━━━━━ Selected excerpt
Image Credit: University of Canterbury

Image Credit: University of Canterbury

University of Canterbury father and son scientists develop 3D coloured medical scanner for NZ patients

A new revolutionary 3D coloured medical scanner has scanned its first human. The scanner was invented by a tandem of father and son scientists from the University of Canterbury and University of Otago in New Zealand.

According to the report made by the University of Canterbury, the MARS spectral x-ray scanner produces images with significantly improved diagnostic information.

It measures the x-ray spectrum to produce colour images instead of black-and-white ones, and shows different components of body parts such as fat, water, calcium, and disease markers.

The scanner provides far greater detail of the body’s chemical components, improving on the existing medical imaging, which can change the diagnosis and treatments of diseases such as cancer and heart disease. 

Professor Phil Butler and his son, Professor Anthony Butler are the scientists behind the MARS spectral x-ray scanner. Professor Phil Butler is a physicist working at the University of Canterbury while his son, Professor Anthony Butler is a radiologist and a Professor at both the University of Otago and the University of Canterbury.

Professor Anthony Butler differentiated the coloured images from the black-and-white ones saying that the x-ray spectral information allows health professionals to measure the different components of body parts such as fat, water, calcium, and disease markers, whereas traditional black-and-white x-rays only allow measurement of the density and shape of an object.

A technology used by the European Organisation for Nuclear Research (CERN) was adapted by the Butlers as they turned the ‘God particle’ into a medical scanner.

Professor Butler explained that it is the Medpix3 technology of CERN which sets the machine apart diagnostically because its small pixels and accurate energy resolution mean it can get images no other imaging tool can.

Various research institutions around the world already have small versions of the scanner that can house tissue samples.

The smaller version of the MARS scanner is being used by researchers for the study of cancer, bone and joint health, and vascular diseases that can cause heart attacks and strokes.
━━━━━━━━━━
● Set of tasks
1/ In the scanner article, write out the passage starting with "According to the" and going on through "and disease markers.", swapping "black-and-white" for "grayscale".
2/ According to the scanner article, which body components can the colour images show?
━━━━━ Data provided
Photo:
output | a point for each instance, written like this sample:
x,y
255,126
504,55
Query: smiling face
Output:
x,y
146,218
━━━━━━━━━━
━━━━━ Data provided
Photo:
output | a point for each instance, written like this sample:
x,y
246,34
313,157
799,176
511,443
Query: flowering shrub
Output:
━━━━━━━━━━
━━━━━ Data provided
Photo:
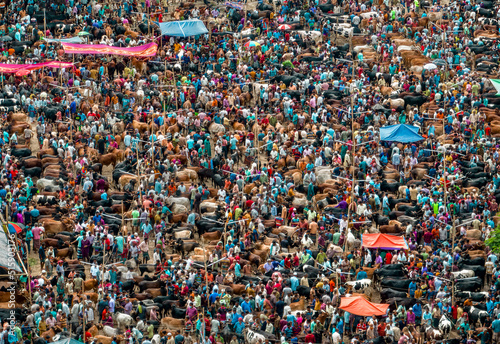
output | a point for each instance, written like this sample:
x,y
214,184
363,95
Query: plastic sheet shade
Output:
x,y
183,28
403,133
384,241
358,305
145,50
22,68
━━━━━━━━━━
● Responses to the tasks
1/
According to the report made by the University of Canterbury, the MARS spectral x-ray scanner produces images with significantly improved diagnostic information.

It measures the x-ray spectrum to produce colour images instead of grayscale ones, and shows different components of body parts such as fat, water, calcium, and disease markers.

2/ Fat, water, calcium, and disease markers.